Among the entries below, find each line holding "with" and return it.

>>

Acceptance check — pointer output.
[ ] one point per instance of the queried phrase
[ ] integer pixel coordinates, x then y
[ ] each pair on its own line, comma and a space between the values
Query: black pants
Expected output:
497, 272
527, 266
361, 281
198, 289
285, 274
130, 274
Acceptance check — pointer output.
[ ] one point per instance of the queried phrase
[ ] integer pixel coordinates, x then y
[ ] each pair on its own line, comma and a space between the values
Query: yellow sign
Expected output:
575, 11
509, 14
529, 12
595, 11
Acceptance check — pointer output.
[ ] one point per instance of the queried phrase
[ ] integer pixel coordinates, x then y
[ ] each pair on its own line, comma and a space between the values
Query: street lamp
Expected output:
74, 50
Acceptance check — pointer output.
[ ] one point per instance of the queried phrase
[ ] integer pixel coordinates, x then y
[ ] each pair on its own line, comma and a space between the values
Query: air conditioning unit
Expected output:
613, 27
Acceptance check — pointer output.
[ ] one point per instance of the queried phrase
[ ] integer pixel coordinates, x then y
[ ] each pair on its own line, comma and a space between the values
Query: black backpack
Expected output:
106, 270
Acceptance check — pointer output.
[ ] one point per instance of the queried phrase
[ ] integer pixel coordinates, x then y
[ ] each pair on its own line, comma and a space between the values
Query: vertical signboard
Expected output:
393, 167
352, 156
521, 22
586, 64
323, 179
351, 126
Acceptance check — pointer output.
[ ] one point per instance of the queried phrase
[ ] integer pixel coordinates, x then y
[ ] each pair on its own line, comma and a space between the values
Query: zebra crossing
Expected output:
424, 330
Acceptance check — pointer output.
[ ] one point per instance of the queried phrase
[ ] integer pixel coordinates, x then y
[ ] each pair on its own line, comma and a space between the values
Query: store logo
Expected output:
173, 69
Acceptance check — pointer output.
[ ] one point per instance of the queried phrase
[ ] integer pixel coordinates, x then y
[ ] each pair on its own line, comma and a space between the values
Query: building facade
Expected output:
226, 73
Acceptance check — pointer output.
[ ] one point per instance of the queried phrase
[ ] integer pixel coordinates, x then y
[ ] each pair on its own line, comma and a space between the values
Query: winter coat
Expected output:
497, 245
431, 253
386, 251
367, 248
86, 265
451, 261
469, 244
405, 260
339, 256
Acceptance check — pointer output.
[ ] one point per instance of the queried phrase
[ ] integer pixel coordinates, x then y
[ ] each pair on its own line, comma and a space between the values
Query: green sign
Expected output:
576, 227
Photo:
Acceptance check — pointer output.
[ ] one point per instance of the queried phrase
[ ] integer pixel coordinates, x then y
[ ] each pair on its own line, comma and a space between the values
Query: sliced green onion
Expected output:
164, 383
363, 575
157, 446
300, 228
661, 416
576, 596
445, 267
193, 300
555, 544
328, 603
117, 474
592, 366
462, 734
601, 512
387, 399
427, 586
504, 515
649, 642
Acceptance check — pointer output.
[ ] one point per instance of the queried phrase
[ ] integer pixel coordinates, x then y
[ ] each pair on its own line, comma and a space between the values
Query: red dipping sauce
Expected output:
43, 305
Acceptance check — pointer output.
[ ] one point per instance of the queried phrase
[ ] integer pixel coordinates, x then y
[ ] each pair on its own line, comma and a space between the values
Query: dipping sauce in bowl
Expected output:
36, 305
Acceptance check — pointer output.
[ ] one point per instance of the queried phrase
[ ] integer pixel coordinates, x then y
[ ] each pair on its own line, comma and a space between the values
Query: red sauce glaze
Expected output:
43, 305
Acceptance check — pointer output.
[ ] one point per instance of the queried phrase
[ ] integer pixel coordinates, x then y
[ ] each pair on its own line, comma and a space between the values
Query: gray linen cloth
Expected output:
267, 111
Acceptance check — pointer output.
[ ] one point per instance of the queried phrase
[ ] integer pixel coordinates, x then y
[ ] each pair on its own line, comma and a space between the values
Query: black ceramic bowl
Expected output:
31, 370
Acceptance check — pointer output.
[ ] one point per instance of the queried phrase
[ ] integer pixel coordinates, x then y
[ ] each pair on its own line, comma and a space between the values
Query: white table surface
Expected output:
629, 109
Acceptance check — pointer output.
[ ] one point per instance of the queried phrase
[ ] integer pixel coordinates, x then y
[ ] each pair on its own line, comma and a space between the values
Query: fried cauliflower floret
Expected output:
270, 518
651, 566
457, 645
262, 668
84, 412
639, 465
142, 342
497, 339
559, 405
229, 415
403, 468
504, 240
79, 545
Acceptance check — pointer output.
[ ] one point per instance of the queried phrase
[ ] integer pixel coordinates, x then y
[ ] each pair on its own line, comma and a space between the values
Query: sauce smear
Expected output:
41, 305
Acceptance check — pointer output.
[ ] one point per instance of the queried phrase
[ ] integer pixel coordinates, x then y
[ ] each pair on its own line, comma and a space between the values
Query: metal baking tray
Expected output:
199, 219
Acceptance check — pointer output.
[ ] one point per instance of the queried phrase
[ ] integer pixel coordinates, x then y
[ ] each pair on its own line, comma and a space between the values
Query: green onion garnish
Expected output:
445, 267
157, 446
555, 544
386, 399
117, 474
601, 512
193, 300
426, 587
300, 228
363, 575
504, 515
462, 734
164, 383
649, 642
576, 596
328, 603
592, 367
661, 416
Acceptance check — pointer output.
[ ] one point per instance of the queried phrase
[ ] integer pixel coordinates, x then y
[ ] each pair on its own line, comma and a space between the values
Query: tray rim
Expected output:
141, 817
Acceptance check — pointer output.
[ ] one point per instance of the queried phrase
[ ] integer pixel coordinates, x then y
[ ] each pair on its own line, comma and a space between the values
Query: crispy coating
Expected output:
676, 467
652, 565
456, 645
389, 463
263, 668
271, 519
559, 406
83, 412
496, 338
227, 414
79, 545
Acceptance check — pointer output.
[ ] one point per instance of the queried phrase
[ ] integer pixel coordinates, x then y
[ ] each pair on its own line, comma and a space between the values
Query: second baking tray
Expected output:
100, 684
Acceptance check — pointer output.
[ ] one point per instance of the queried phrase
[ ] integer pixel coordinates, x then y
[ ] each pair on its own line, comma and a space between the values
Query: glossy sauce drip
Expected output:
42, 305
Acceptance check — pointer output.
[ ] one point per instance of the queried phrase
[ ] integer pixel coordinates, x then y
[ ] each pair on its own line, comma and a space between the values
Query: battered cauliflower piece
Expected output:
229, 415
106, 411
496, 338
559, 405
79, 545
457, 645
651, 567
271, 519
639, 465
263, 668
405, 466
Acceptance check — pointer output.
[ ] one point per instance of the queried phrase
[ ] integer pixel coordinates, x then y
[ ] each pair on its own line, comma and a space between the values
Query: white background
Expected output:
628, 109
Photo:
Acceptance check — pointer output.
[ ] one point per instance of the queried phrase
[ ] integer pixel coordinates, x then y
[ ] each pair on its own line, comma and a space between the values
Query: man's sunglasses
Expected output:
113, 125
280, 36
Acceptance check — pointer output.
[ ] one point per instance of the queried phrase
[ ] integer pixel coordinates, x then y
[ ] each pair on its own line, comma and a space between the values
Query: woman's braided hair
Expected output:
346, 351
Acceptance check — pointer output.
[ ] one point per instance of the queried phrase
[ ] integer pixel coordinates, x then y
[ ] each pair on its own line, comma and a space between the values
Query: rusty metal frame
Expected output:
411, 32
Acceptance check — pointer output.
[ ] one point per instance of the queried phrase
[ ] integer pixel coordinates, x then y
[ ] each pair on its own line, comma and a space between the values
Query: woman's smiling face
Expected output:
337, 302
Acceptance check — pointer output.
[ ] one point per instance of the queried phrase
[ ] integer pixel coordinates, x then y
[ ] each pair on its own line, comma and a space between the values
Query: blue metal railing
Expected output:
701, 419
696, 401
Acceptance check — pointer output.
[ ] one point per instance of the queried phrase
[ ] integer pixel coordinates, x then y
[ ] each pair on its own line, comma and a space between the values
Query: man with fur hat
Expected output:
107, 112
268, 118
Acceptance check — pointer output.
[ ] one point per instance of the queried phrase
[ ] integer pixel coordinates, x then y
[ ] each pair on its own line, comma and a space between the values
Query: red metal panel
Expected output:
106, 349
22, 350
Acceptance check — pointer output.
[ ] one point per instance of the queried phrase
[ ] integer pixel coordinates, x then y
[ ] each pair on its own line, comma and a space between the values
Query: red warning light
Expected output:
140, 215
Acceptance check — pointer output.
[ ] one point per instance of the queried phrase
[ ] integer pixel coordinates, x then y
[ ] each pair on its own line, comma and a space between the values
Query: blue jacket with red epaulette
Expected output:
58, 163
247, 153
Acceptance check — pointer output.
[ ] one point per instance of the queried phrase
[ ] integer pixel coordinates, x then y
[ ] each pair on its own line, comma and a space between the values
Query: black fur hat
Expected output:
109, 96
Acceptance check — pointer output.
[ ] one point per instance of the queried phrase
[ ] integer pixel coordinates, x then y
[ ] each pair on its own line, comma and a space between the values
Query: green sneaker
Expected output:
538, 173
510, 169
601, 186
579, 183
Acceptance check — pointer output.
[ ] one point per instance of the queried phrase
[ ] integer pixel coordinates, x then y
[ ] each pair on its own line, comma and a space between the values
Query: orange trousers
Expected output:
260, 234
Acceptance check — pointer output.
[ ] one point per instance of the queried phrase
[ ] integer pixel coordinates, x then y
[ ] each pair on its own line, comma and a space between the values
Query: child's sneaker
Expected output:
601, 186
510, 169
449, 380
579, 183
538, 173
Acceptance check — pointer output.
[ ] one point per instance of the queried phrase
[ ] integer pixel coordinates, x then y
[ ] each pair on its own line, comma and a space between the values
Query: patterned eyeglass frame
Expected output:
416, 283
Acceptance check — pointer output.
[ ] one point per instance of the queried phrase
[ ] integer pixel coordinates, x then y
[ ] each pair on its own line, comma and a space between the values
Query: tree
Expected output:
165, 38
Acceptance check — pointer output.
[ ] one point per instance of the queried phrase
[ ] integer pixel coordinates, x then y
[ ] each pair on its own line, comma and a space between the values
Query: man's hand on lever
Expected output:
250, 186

<<

_Solution below_.
Query: man with fur hat
Query: blue jacket with red epaulette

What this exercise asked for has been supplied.